_Task_
Write out the records below once more, exactly as they stand.

Excerpts of pointing data
□ □ □
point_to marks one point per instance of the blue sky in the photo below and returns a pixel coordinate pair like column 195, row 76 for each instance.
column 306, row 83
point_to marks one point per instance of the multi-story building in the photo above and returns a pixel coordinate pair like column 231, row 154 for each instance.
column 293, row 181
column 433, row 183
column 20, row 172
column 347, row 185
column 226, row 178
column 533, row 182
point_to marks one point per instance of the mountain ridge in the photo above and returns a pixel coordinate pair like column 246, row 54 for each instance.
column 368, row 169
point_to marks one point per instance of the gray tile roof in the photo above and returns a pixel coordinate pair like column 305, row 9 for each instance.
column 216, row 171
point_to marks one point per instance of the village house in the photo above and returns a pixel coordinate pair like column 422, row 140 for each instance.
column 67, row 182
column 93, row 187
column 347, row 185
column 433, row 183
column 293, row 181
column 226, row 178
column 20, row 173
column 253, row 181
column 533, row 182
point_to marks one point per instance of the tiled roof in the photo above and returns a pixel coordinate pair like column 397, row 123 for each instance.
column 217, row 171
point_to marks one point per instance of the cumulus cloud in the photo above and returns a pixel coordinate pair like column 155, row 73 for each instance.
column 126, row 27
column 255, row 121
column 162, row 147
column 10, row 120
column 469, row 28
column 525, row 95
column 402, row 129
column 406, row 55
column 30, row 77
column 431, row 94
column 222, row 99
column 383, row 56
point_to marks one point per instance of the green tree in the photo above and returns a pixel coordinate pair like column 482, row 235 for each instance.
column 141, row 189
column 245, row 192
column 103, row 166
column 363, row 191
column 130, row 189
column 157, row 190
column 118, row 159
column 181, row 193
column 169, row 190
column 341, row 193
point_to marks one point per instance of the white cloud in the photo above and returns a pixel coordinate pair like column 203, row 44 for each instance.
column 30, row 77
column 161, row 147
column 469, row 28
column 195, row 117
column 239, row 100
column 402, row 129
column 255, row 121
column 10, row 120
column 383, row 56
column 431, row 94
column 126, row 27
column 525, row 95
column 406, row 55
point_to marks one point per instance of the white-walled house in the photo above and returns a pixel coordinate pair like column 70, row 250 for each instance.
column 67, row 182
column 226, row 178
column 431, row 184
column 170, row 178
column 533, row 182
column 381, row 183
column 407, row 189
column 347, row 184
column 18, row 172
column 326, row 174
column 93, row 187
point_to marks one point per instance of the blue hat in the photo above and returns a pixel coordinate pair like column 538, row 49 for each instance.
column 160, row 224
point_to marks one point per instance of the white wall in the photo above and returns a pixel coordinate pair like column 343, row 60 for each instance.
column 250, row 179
□ □ □
_In response_
point_to marks one point per instance of the blue sky in the photo below and returns a pixel coordinate pair like column 195, row 76 for each instance.
column 306, row 83
point_to marks one point per instance of the multi-story building in the photo above and returns a pixel coordinate pair like column 231, row 154 for each instance.
column 293, row 181
column 433, row 183
column 20, row 172
column 347, row 185
column 226, row 178
column 533, row 182
point_to marks one point per instance of the mountain ridge in the photo above and returns a pixel coordinate pair like column 246, row 54 for each instance.
column 368, row 169
point_to marks one point per instance of the gray tile roof in the photo above and returns a pixel coordinate pair like column 305, row 9 for each instance.
column 216, row 171
point_to marks one point per instance of the village house in the photo above and returns a pixel coordinate pair like column 422, row 140 for each instance.
column 67, row 182
column 93, row 187
column 347, row 185
column 433, row 183
column 293, row 181
column 226, row 178
column 20, row 173
column 253, row 181
column 533, row 182
point_to marks one point per instance of the tiled roof in the photo above and returns a pixel coordinate pair like column 397, row 123 for each instance.
column 217, row 171
point_to marks one point per instance of the cumulus cloud in the photo above and returns a pixel coordinate pair like column 155, row 73 for each instance.
column 126, row 27
column 255, row 121
column 162, row 147
column 10, row 120
column 469, row 28
column 525, row 95
column 402, row 129
column 406, row 55
column 30, row 77
column 431, row 94
column 222, row 99
column 383, row 56
point_to marks one point per instance of the green tree in the photo above and returns a pixel coordinate pair like column 482, row 235 for each instance.
column 141, row 189
column 245, row 192
column 103, row 166
column 363, row 191
column 130, row 189
column 157, row 190
column 118, row 159
column 181, row 193
column 169, row 190
column 341, row 193
point_to marks one point per instance of the white cloud in the photo above and returns a pixel coordinate pair like column 203, row 44 for each instance.
column 30, row 77
column 161, row 147
column 469, row 28
column 195, row 117
column 239, row 100
column 402, row 129
column 255, row 121
column 10, row 120
column 383, row 56
column 431, row 94
column 126, row 27
column 525, row 95
column 406, row 55
point_to marks one point per instance of the white-walled house in the photo above and returns a pixel coordinate pair like column 70, row 250 for each instance.
column 67, row 182
column 226, row 178
column 431, row 184
column 170, row 178
column 533, row 182
column 381, row 183
column 407, row 189
column 347, row 184
column 18, row 172
column 326, row 174
column 93, row 187
point_to marks one point per instance of the blue hat in the photo above and returns a pixel coordinate pair like column 538, row 49 for each instance.
column 160, row 224
point_to marks one point per instance of the white wall in the photo above and returns a pixel coordinate pair like column 343, row 60 for each instance.
column 250, row 179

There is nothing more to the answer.